> _WHAT IS NEEDED_:
Write the data out again, matching every line exactly.

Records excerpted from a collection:
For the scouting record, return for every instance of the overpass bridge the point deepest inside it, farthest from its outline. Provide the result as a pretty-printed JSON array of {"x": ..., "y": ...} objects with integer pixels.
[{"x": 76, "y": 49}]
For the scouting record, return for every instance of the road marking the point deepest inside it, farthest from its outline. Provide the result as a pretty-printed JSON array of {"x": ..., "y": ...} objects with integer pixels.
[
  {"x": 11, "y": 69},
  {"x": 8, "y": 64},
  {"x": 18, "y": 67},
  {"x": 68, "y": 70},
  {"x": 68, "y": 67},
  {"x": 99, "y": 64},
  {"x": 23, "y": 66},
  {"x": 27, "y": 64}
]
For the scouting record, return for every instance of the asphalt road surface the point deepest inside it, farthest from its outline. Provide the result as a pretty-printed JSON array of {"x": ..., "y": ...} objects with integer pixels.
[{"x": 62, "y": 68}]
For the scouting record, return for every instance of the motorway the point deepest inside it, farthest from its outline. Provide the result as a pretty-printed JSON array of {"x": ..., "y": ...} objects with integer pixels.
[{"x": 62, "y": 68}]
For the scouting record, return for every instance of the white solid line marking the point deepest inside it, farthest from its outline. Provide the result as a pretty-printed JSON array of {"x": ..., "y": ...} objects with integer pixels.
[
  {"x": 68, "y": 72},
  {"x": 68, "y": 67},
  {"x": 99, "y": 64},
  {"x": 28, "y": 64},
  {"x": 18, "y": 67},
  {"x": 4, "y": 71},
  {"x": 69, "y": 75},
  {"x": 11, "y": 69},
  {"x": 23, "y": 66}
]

> _OUTPUT OF THE TASK_:
For the scouting record, return for every instance of the overpass bridge the point deepest inside it, farthest from its outline. Provide the result as a pretty-printed JSON array of {"x": ..., "y": ...} objects with integer pixels.
[{"x": 76, "y": 49}]
For the scouting record, return for every instance of the road marking the point deepest inside it, farthest from its outline. Provide the result as a pretty-printed JSON array of {"x": ..., "y": ...} objects with integer pixels.
[
  {"x": 11, "y": 69},
  {"x": 8, "y": 64},
  {"x": 18, "y": 67},
  {"x": 68, "y": 70},
  {"x": 68, "y": 67},
  {"x": 99, "y": 64},
  {"x": 23, "y": 66},
  {"x": 27, "y": 64}
]
For the scouting record, return for every instance of the asphalt road surface the point deepest inside it, farthest from its outline. Provide the result as a pretty-printed JSON array of {"x": ..., "y": ...} objects with integer pixels.
[{"x": 62, "y": 68}]
For the scouting record, return for every instance of the motorway the point deepest inside it, farthest from its outline. Provide the result as a pretty-printed JSON array of {"x": ..., "y": ...} objects with integer pixels.
[{"x": 62, "y": 68}]
For the scouting record, return for every instance of the white solid line marking the point deepest inside it, farthest from its outline. Provide the result as a pretty-printed JSON array of {"x": ..., "y": ...} objects with integer pixels.
[
  {"x": 68, "y": 72},
  {"x": 68, "y": 67},
  {"x": 99, "y": 64},
  {"x": 28, "y": 64},
  {"x": 18, "y": 67},
  {"x": 4, "y": 71},
  {"x": 69, "y": 75},
  {"x": 11, "y": 69},
  {"x": 23, "y": 66}
]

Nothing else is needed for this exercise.